*Selected excerpt*:
To top off these superficial gestures, the city government decided to build a replica of the Huey Teocalli, the Aztec main temple, which, atop its lavishly decorated structure, housed twin shrines for the gods Tlaloc, god of rain, and Huitzilopochtli, god of war. This replica, built from wood and fiberglass, sits right in front of the National Palace, the current presidential residence, in full view of AMLO’s balconies. The replica will measure about 15 meters and will hold light shows for visitors.
A few yards away from the replica, next to the Mexico City Cathedral, lies the original Huey Teocalli. Discovered by accident in 1978 by electric company workers, its structure was made of tezontle stones and stucco, originally measuring, according to legend, about 40 meters, dwarfing the replica. But beyond the fact that these ruins served as quarry for the construction of the adjacent Spanish churches and palaces, it also reflects the disdain that the 4T holds for actual historical artifacts, preferring to use rhetoric as empty and hollow as the wooden replicas that are being built.
The Huey Teocalli archaeological zone’s roof is still in disrepair after a hail storm caused it to collapse and partially damage some structures this is due in part to the budget cuts that AMLO’s administration has made for museums and the cultural sector in general, namely the Culture Secretariat and the National Institute of Anthropology and History (INAH, from its Spanish acronym), which has led to massive layoffs, precarization, and delays in payments. The movement #YaPágameINAH (#PayMeNowINAH) emerged in response to this austerity.

*Problem set*:
[1] Name every building material that the passage on the Huey Teocalli gives for either the replica or the original temple.
[2] Shorten the paragraph beginning "A few yards away from the replica" in the Huey Teocalli passage, keeping its main facts.
[3] Resume the Huey Teocalli passage after its final sentence.
The listing isn't needed here.

*Information shown*:

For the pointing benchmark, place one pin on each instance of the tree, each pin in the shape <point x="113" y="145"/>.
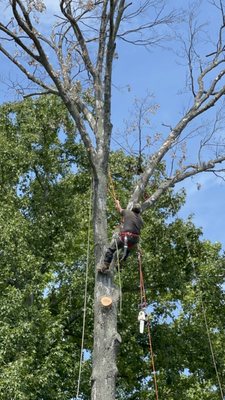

*Answers to this exercise*:
[1]
- Wood
- Fiberglass
- Tezontle stones
- Stucco

[2] The original Huey Teocalli lies beside the Mexico City Cathedral, a few yards from the replica. Electric company workers found it by accident in 1978. It was built of tezontle stones and stucco and, according to legend, stood about 40 meters tall, much taller than the replica. Its ruins were used as a quarry for nearby Spanish churches and palaces. They also show the 4T's disdain for real historical artifacts and its preference for empty rhetoric.

[3]
The previous neoliberal administrations of the PRI (a center-right party) and PAN (a Catholic far-right party) allowed the entrance of mining and hydroelectric companies and breweries, among other mega-projects that result in pollution. These parties’ policies differed little from those of the 4T on issues like employment. For example, during the last year of Felipe Calderón’s administration (PAN, 2006–12) labor reforms were introduced which legalized outsourcing, a model that Calderón’s successor, Enrique Peña Nieto (PRI, 2012–18) replicated with his education and communications reforms.
Real reparations for the damages and discrimination that indigenous communities have suffered for centuries will not come through rhetorical concessions like renaming dates, streets, and subway stations, but by putting an end to the interference and sacking of private national and imperialist companies that act with the approval of the Mexican government, no matter which party is in power, in alliance with U.S., Canadian, and European imperialism.
This cannot be done, as AMLO claimed at the start of his administration, by governing “for both rich and poor,” but by establishing a working-class government through the independent mobilization of workers, women, indigenous communities, environmental activists, the youth, and all oppressed by this criminal system, which has caused millions of deaths due to Covid-19. As we’ve covered, the 4T has been adamant in not taking the necessary measures to successfully combat the pandemic.
Reparations for the damages of centuries of oppression against indigenous peoples can only come from breaking with the parties in Congress, both the right-wing and the 4T, expropriating the capitalists, who have enriched themselves through dispossessing communities of their natural resources, and putting the fortunes of the capitalists at the service of the majority of society. By doing so, we could preserve the ancestral cultures of Mexico, restore the environment to have a more harmonious relationship with nature, and put technological advances toward making our lives easier and not for servicing the profits of capitalists, who steal every minute they can for the labor of millions, who are then condemned to misery.